Records from a dataset

[BEGIN]

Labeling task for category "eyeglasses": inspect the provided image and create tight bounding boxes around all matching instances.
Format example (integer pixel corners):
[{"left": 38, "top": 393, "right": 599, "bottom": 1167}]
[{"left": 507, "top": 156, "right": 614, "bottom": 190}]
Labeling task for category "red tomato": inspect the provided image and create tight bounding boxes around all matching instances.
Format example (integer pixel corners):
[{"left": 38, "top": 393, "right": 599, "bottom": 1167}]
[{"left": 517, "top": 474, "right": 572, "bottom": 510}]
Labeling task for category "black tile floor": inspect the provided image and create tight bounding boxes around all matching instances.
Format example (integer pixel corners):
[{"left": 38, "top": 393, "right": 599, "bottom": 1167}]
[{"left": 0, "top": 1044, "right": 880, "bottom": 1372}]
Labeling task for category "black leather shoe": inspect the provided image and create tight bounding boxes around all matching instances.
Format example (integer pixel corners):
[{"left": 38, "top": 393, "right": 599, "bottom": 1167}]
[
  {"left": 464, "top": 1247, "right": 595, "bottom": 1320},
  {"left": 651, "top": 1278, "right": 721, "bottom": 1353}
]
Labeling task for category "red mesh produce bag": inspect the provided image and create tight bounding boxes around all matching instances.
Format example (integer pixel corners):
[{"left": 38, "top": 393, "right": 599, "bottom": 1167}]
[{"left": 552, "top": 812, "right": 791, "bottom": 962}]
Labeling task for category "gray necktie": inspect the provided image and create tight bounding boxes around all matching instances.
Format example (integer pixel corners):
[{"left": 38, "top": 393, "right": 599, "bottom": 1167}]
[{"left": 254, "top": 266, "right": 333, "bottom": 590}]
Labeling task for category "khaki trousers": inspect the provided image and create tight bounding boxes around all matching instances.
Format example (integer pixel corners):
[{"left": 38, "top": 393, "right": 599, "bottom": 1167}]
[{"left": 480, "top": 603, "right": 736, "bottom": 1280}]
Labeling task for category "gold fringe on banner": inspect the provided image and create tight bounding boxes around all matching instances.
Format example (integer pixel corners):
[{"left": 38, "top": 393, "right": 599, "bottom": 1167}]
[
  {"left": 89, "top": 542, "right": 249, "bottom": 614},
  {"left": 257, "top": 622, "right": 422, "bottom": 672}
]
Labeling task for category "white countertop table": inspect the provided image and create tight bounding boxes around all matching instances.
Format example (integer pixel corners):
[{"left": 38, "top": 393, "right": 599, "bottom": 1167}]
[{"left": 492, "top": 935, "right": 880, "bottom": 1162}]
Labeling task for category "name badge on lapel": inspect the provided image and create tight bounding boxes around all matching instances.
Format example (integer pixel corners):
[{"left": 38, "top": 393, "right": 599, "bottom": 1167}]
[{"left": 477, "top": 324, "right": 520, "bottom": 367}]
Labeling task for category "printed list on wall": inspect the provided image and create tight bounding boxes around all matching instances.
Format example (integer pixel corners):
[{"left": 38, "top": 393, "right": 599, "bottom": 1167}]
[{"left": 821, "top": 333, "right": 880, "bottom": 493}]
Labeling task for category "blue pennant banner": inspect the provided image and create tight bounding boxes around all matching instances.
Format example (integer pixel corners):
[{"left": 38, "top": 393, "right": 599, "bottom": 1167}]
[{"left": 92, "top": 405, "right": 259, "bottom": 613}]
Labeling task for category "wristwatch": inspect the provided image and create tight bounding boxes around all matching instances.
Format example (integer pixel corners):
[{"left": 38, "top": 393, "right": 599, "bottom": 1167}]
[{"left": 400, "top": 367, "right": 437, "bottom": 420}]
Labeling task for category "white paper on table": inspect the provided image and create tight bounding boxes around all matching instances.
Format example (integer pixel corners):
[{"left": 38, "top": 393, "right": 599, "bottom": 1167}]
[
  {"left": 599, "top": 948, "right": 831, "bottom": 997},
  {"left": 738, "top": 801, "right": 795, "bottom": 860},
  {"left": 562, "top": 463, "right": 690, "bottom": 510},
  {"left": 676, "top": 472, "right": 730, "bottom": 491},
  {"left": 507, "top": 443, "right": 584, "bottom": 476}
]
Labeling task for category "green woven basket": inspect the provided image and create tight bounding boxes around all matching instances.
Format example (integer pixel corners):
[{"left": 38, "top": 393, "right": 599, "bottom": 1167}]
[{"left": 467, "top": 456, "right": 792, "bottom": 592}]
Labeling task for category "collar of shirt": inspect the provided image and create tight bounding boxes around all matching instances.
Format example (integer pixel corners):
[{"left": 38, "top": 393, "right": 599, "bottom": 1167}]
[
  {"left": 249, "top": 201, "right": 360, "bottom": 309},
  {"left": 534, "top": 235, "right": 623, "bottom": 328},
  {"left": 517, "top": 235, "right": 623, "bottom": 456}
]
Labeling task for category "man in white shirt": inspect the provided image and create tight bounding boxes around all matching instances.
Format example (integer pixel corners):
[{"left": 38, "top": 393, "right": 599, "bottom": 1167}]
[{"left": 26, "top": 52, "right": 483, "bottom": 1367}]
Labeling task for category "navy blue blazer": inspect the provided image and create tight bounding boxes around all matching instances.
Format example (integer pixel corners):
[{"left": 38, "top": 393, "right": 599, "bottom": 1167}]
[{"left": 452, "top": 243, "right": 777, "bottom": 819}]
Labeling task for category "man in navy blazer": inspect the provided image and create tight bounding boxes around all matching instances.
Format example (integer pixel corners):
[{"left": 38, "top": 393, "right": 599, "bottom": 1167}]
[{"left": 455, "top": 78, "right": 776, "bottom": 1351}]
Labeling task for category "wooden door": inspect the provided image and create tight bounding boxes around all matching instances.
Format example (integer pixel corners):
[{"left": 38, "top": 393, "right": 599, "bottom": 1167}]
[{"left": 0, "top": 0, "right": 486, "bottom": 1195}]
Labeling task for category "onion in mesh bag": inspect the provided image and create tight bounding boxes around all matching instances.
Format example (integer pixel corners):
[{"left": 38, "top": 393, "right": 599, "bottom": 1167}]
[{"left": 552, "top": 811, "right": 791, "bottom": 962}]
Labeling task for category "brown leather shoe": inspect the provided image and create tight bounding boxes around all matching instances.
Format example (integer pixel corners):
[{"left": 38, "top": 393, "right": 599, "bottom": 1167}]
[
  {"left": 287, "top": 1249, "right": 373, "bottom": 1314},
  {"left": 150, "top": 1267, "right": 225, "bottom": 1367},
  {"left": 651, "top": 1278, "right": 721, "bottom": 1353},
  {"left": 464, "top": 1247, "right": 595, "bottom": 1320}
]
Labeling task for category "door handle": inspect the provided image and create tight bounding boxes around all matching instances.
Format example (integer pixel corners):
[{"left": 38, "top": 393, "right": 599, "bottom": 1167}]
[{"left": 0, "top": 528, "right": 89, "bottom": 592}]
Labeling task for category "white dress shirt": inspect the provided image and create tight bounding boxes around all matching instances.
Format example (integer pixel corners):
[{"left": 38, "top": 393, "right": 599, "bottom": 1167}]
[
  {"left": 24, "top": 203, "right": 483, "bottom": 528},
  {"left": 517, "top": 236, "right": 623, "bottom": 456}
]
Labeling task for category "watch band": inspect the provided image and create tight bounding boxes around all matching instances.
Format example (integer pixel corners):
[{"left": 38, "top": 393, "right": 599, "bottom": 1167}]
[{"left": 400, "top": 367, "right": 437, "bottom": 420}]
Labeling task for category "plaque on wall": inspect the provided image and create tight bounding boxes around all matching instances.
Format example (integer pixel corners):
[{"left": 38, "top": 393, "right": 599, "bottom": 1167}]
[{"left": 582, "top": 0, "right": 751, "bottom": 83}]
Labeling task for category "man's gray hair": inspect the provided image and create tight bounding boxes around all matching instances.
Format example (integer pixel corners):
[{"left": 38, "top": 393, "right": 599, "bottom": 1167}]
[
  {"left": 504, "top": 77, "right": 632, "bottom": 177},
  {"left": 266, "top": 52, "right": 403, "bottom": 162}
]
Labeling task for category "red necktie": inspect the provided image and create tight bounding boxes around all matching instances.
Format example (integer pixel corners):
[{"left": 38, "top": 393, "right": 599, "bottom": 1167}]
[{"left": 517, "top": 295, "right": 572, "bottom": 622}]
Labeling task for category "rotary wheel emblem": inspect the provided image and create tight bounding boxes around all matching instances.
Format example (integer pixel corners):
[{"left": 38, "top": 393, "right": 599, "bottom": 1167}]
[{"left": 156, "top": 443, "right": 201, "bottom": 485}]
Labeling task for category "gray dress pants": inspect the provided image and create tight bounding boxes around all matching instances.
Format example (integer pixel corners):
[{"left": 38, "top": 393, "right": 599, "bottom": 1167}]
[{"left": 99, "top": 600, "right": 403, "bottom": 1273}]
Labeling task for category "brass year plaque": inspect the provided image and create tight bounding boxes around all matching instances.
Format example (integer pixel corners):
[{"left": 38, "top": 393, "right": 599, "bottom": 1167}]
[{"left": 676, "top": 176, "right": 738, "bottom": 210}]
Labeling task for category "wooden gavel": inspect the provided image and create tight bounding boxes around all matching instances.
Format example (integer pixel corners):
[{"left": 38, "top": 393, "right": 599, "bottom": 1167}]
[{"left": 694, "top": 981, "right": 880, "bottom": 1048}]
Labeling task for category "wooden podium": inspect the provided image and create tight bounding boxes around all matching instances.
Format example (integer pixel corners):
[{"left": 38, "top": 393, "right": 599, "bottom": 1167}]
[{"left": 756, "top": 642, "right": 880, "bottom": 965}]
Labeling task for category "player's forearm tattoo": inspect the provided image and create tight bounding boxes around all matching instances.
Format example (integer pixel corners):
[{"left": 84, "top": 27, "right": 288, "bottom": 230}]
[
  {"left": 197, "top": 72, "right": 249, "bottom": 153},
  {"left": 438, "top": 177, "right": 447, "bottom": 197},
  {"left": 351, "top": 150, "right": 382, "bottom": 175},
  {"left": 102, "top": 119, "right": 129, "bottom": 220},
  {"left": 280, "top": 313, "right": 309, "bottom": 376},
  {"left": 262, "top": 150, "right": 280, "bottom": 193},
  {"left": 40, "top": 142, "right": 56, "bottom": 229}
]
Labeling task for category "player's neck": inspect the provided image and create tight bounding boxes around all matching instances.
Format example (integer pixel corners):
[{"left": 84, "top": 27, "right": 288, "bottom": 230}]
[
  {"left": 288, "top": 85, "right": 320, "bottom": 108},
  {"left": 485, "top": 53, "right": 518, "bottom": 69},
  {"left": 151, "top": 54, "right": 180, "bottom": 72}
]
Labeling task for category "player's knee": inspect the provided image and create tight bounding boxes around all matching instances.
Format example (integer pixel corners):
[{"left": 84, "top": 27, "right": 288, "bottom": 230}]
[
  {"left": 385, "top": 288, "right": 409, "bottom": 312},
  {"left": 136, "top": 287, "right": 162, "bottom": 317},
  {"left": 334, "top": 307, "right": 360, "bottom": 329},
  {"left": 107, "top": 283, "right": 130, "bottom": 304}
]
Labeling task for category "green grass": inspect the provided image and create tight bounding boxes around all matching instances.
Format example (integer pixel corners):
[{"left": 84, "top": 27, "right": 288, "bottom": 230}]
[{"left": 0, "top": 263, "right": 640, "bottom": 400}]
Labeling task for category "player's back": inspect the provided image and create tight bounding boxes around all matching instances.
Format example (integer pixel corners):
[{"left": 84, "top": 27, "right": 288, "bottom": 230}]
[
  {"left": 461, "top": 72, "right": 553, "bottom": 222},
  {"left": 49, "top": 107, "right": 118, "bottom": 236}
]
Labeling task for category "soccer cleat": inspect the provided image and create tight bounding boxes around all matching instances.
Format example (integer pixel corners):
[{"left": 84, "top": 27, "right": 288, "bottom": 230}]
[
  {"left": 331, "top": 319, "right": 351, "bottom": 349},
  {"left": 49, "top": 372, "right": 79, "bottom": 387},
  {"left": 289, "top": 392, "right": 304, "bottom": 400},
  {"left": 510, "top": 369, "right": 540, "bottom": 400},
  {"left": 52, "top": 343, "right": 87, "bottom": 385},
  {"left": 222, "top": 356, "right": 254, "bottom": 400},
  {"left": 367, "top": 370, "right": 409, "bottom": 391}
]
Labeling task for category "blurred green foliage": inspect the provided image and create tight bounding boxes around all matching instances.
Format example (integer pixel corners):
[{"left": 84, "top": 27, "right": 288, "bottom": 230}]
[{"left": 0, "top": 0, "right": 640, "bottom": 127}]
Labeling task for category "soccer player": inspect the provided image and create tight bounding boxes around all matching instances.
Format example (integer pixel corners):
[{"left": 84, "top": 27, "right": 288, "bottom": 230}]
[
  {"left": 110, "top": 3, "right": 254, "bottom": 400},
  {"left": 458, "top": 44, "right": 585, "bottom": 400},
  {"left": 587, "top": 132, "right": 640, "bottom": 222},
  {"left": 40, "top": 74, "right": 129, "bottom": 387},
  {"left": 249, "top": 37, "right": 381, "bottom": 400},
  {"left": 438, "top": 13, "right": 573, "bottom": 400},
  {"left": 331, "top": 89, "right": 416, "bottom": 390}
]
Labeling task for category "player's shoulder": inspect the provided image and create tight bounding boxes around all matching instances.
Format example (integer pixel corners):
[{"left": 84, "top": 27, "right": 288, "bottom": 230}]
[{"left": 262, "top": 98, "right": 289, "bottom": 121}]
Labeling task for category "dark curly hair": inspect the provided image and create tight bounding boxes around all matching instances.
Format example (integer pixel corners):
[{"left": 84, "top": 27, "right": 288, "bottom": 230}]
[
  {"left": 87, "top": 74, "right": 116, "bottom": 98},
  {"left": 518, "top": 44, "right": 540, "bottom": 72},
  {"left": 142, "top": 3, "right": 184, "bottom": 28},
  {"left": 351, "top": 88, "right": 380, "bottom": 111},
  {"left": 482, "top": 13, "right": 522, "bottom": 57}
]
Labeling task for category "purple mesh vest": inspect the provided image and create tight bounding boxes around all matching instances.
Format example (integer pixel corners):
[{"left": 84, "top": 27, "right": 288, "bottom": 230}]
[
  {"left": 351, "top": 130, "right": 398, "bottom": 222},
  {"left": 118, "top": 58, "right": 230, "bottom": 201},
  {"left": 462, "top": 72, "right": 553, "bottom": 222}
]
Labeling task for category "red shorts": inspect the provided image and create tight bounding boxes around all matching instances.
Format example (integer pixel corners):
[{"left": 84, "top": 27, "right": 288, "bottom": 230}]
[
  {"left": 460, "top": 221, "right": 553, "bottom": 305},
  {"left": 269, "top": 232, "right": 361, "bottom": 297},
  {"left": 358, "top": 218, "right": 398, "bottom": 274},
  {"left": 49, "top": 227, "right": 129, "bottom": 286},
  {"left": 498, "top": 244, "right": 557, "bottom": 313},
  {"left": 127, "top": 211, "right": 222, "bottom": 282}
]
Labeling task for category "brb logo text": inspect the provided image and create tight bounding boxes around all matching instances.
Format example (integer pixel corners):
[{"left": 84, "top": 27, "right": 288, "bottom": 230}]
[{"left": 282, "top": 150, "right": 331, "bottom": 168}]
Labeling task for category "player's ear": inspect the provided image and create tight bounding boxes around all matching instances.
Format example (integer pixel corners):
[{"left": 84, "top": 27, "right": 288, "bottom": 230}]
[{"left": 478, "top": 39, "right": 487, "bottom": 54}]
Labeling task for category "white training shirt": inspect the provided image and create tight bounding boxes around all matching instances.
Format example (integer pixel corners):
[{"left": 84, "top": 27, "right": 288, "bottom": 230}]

[END]

SET EXERCISE: Count the lines above that contain the string "dress", treating case as significant. Give only the number.

EXPECTED ANSWER: 2